• **PASSAGE SHOWN**:
────────────────────
I have begun my review of Amma Asante’s superbly executed period drama, Belle (2013) with a formal plea of reconsideration, primarily directed at those responsible for this present-day implosion festering as America’s cultural divide; not because Asante’s movie directly addresses the current situation in America at all (in fact, the movie is all about a landmark decision against such racial intolerance in 1800’s Britain), but rather, because from the vantage of two years removed, Asante’s message of ‘promise and hope’ – unlike the derisive and failed promises made in America nearly eight years before, for ‘hope and change,’ point to an alternative purpose and approach that might diffuse and surrender our conflicted notions of ‘solving’ any multifaceted challenge, bordering on a national crisis, merely through ever escalating acts of embittered violence. If the wounds of history are to be mended – if, in fact, never entirely healed - then first and foremost, they must be contemplated by keener probative minds, clear-eyed and unencumbered by the obvious sense of entitlement and rage afflicting so many present-day pundits, who continue to suggest they crusade for a cause other than their own, when in reality, they have yet to even consider any achievement for a peaceable reconciliation, never more eloquently expressed than by the immortal words and doctrines spoken by Dr. Martin Luther King Jr.
────────────────────
• **DATA RECORDS**:
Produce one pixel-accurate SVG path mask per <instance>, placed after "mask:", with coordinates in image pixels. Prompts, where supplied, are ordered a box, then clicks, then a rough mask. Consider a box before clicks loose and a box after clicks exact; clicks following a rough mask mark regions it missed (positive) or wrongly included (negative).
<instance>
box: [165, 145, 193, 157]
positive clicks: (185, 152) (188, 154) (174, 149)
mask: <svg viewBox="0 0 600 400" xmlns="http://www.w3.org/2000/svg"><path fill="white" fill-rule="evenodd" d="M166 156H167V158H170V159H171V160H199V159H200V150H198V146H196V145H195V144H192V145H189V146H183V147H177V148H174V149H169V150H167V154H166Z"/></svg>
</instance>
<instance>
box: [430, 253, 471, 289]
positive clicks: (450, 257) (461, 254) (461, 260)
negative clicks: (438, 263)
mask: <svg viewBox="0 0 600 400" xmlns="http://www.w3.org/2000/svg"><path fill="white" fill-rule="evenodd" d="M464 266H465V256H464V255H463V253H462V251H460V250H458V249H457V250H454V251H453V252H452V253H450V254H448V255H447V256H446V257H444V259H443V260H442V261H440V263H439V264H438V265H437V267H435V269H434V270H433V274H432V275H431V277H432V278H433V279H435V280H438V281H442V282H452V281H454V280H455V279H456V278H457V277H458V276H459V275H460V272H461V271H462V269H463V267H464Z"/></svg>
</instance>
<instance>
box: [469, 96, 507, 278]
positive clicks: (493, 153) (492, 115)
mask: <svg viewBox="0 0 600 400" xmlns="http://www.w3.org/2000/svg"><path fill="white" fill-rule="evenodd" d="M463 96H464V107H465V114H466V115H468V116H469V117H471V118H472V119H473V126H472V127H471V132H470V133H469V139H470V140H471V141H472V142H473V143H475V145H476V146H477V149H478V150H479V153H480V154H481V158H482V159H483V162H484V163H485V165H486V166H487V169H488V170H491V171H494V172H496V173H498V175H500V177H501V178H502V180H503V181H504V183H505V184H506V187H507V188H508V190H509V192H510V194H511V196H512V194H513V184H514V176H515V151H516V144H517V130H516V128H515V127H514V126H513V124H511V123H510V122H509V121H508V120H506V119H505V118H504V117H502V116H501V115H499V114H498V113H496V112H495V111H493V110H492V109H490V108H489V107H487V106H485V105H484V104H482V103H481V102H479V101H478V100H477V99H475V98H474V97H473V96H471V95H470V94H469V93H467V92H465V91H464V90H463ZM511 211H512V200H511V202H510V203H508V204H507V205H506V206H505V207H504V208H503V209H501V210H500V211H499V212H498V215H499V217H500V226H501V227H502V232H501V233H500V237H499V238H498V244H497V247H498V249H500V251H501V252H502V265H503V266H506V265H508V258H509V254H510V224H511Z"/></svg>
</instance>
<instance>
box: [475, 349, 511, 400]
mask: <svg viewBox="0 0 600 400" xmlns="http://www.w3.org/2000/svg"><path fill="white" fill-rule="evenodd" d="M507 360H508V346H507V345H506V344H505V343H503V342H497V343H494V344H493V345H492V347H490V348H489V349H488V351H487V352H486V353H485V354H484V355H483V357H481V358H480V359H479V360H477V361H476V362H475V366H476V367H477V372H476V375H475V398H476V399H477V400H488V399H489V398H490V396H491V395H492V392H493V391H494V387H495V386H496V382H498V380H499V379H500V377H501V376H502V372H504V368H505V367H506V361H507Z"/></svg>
────────────────────
• **EXERCISE PROMPT**:
Using the Belle review above, answer each question on its own line:
(a) Who directed Belle?
(b) What does the review say the movie is all about?
(c) Whose words and doctrines does the final sentence name?

• **REPLY**:
(a) Amma Asante
(b) A landmark decision against racial intolerance in 1800's Britain
(c) Dr. Martin Luther King Jr.